*** Begin section ***

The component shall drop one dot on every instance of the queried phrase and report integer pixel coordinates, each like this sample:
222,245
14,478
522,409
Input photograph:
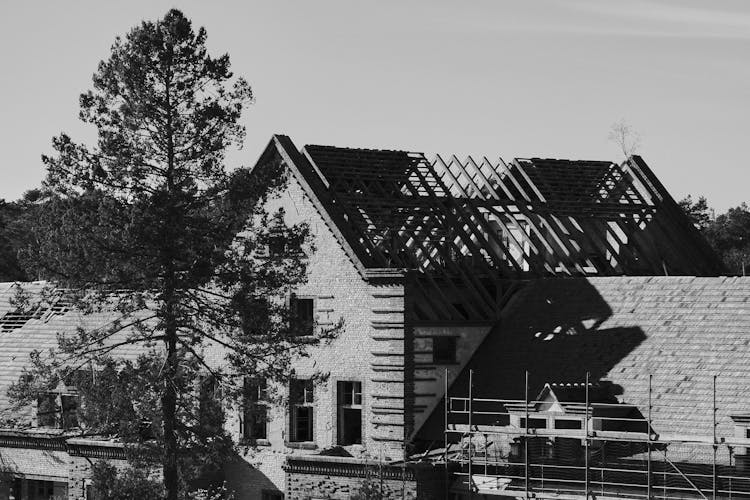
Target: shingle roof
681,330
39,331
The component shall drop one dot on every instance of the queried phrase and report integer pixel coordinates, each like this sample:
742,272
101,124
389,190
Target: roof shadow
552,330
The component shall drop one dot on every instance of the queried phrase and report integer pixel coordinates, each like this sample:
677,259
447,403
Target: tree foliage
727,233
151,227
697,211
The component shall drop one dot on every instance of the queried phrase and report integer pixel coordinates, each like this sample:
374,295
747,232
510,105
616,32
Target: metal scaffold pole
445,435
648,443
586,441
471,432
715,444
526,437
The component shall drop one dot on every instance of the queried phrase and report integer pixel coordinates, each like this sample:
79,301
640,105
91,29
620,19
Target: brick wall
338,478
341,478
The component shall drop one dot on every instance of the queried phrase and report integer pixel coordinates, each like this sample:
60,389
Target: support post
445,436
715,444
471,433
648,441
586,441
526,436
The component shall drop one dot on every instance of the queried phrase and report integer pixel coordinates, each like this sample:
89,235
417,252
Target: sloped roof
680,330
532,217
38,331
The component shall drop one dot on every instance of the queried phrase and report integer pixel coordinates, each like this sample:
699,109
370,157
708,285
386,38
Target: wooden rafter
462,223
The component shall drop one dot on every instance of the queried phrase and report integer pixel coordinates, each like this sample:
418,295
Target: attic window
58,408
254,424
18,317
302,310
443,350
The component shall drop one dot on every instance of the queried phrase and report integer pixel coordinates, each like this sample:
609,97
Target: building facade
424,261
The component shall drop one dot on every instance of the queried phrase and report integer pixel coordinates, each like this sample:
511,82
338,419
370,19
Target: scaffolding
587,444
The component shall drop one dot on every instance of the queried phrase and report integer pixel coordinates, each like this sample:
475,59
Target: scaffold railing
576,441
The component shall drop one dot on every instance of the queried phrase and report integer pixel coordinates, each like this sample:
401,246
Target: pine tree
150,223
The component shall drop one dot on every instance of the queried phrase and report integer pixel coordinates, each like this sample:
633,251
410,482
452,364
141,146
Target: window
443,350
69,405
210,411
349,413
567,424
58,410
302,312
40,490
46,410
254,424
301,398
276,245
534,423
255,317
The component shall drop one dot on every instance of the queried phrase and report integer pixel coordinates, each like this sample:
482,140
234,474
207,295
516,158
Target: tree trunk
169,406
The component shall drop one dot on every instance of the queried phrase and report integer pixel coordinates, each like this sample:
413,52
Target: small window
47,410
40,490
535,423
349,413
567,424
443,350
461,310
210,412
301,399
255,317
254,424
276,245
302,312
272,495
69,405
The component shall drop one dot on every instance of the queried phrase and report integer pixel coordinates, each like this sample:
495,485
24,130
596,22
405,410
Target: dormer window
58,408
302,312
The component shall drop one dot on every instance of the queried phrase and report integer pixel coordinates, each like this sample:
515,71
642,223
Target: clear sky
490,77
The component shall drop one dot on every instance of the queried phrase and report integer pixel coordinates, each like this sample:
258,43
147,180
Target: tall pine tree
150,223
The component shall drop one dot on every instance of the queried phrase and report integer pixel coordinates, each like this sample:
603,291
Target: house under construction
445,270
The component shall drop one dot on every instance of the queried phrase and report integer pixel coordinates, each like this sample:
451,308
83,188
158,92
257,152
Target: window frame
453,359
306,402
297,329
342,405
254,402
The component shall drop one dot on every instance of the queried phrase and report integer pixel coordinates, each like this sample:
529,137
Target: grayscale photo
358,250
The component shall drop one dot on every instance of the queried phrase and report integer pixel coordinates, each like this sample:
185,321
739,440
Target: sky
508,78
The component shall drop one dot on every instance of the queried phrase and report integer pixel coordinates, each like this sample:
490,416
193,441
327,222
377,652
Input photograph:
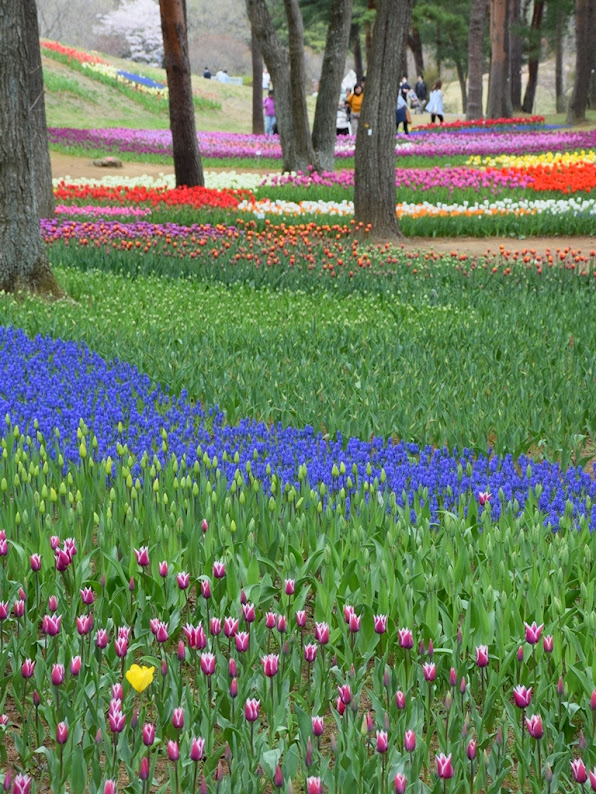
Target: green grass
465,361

*** End section ***
*** Begin section ***

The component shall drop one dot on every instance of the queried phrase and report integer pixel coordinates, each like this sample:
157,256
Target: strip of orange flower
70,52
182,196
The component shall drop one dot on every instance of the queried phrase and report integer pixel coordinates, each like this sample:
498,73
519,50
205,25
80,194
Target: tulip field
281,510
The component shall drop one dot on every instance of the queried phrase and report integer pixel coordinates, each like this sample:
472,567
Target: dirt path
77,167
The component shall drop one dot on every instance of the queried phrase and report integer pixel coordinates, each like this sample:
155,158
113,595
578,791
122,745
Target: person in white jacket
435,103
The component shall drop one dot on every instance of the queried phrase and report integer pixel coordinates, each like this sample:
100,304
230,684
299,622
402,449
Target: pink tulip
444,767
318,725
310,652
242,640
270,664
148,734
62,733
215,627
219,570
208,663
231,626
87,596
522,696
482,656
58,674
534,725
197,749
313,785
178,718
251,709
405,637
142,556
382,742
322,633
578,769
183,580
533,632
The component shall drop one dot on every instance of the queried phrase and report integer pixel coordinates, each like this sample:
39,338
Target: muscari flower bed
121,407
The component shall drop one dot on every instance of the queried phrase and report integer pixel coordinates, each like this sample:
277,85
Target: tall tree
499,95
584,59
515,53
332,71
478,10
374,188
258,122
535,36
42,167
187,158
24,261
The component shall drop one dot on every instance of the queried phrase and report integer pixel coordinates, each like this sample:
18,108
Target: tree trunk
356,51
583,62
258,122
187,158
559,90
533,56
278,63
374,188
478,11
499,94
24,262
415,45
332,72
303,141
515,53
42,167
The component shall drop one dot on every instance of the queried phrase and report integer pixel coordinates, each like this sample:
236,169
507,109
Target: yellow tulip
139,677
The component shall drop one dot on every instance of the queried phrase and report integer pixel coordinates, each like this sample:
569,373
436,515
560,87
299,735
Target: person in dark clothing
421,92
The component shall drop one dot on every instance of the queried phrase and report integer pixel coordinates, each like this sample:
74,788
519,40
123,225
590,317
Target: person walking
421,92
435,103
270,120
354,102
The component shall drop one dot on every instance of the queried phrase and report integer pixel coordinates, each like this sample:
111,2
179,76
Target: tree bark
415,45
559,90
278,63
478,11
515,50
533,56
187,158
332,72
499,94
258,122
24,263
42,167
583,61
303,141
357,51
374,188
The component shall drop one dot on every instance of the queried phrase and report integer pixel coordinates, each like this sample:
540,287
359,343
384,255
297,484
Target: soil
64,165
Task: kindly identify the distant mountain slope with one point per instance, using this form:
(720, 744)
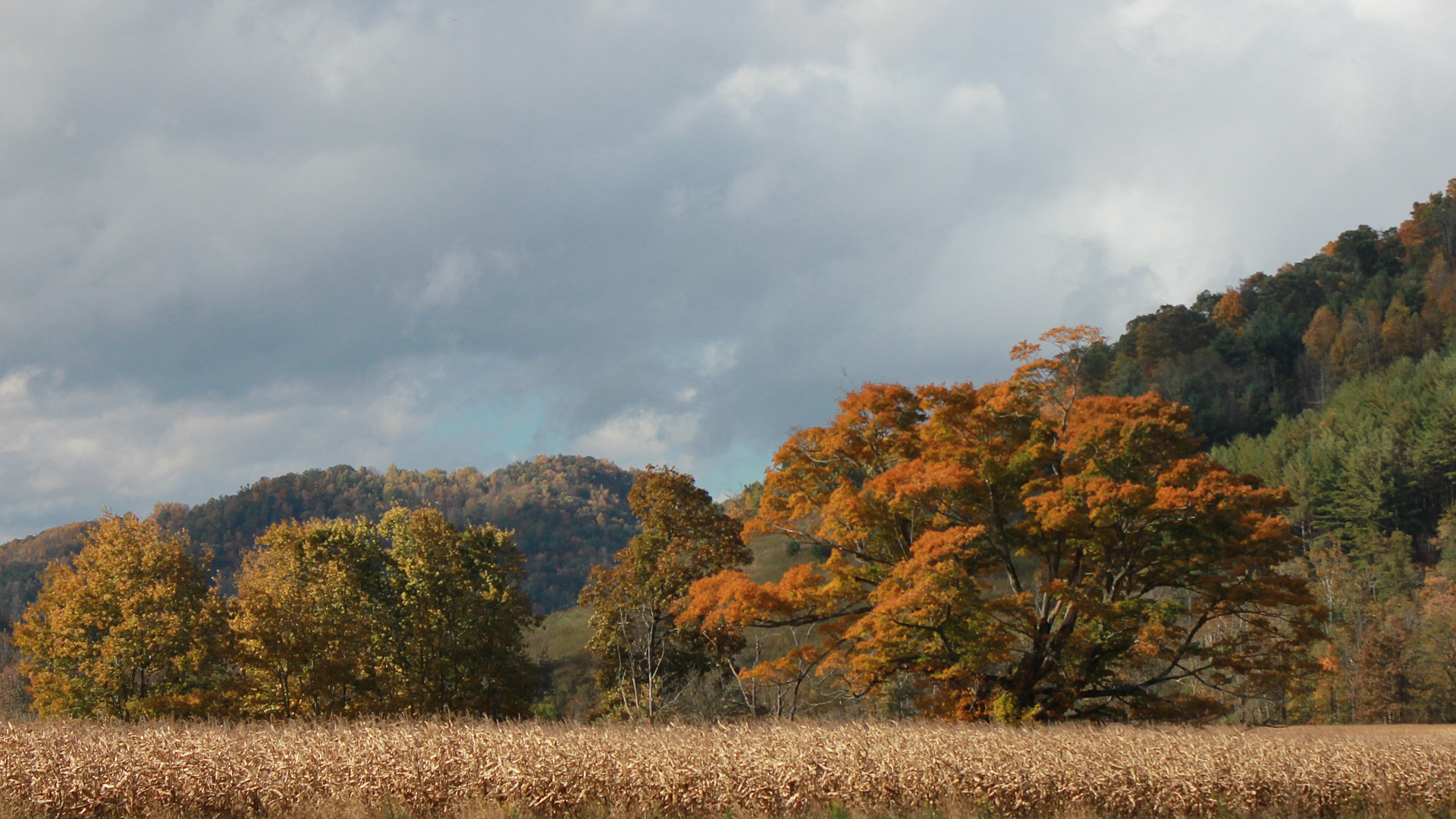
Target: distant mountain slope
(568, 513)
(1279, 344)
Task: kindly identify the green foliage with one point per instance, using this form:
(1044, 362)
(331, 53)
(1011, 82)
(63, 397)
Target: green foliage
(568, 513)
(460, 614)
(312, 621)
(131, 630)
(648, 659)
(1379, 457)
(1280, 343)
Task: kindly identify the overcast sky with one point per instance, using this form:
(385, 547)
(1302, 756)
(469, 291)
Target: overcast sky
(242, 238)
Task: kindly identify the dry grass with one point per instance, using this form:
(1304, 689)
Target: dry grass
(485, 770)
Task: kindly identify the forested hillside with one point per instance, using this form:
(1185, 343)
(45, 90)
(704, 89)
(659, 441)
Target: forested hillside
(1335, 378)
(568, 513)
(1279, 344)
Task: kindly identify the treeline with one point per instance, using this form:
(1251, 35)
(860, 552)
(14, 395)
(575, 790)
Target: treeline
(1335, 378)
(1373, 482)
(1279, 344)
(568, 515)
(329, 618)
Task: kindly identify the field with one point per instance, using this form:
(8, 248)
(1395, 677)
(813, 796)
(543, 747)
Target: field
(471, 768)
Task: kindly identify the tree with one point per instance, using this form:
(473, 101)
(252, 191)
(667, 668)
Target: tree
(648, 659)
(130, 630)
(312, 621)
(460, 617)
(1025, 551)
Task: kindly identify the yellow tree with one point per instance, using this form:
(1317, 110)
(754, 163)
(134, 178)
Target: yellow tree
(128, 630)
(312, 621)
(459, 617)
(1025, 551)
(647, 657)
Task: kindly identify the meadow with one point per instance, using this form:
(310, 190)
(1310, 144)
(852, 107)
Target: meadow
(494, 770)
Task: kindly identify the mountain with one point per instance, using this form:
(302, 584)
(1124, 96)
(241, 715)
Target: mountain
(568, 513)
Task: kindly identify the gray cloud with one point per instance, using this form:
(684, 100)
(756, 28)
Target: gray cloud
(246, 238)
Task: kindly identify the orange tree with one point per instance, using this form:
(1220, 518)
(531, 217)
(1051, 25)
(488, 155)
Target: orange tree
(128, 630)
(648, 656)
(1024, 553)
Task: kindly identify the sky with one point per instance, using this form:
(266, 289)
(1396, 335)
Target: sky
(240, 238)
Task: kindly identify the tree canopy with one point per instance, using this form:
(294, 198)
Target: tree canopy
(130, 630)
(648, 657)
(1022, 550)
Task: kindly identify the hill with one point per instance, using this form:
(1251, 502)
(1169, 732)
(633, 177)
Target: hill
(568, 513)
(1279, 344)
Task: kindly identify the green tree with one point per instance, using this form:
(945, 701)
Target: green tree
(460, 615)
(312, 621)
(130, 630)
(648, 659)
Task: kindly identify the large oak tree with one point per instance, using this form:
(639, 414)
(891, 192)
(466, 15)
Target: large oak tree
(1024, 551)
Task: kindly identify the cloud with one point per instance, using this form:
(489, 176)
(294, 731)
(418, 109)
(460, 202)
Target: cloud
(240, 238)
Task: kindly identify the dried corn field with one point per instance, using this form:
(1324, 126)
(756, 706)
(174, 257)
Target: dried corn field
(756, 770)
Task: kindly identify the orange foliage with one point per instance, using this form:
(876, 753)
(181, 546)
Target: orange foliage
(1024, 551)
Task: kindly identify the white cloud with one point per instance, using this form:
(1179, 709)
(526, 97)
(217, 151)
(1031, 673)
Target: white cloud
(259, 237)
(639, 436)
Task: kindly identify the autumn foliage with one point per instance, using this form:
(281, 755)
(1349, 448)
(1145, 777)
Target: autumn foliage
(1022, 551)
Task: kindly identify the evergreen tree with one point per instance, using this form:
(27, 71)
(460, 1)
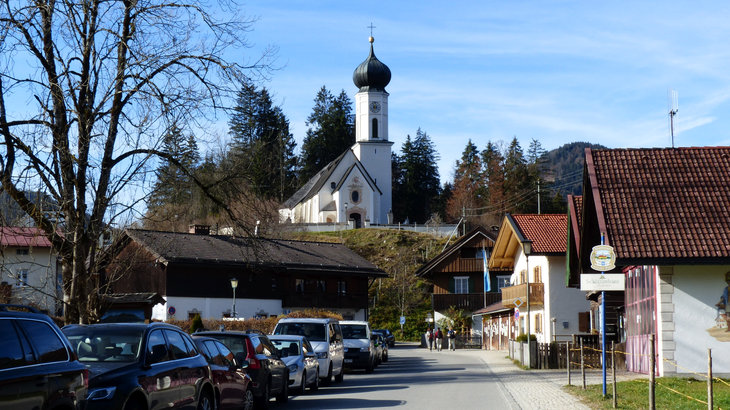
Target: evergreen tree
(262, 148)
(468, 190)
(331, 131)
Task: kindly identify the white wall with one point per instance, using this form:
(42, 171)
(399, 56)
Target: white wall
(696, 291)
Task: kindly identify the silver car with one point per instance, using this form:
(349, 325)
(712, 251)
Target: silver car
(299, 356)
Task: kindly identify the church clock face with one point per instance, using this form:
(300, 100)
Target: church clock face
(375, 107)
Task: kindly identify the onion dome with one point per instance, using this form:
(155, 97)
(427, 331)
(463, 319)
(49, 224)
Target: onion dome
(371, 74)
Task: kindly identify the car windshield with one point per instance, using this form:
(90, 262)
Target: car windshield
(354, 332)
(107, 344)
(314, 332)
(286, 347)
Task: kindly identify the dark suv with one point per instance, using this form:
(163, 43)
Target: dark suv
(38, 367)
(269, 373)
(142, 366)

*** End section ***
*** Begin section ***

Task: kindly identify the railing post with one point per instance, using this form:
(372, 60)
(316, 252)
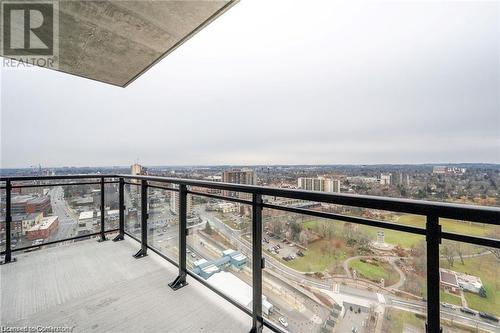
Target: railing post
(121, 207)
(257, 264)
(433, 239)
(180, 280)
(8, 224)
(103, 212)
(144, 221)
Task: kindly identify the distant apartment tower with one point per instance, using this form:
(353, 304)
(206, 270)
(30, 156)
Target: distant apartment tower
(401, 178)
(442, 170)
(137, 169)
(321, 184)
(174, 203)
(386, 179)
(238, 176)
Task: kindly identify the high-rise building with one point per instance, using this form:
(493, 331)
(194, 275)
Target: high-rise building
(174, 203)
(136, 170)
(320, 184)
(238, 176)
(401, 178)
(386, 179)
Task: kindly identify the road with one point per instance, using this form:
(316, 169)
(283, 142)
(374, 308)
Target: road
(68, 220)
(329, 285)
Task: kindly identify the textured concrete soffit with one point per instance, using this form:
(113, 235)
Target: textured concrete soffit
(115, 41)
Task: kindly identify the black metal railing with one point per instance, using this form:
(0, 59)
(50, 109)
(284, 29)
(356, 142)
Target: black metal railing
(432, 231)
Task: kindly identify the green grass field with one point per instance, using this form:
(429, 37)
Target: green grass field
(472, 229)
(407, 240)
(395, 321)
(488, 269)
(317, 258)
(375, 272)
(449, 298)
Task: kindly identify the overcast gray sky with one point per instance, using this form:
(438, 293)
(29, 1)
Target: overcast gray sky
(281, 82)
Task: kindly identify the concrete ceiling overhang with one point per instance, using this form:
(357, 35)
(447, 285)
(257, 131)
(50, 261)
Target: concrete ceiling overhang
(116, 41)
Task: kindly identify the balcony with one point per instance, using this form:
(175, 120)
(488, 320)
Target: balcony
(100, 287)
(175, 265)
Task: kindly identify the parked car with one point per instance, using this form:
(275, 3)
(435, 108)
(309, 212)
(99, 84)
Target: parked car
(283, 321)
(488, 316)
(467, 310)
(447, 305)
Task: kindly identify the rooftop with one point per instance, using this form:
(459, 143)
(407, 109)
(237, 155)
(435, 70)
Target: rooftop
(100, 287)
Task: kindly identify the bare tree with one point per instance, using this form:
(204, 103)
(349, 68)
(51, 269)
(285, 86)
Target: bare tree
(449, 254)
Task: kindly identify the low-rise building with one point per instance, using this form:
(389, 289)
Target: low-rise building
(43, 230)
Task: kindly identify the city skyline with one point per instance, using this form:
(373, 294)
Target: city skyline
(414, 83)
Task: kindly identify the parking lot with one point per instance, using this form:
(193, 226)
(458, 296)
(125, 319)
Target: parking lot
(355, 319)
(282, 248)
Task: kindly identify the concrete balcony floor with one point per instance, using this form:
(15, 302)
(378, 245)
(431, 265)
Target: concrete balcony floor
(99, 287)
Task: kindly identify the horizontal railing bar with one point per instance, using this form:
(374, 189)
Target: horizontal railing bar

*** End section ***

- [Problem details]: Lines of the data above that include the string "horizontal" must each be copied.

- [Answer below]:
Task: kindly identify the horizontal railing bar with one point per instance, using this form:
Target: horizontal railing bar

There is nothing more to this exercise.